* **Records provided**:
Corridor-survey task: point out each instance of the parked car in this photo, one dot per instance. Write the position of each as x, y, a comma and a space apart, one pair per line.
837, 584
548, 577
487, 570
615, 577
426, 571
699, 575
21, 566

* **Exercise brief**: Retype the listing exactly, in full.

* **Result of the exercise**:
Corridor-survey task: point out each instance of the parked car in this photo, one dot per instance. Write the position of each as x, y, a comma and a space apart, one pair per line.
837, 584
548, 577
487, 570
615, 577
426, 571
699, 575
21, 566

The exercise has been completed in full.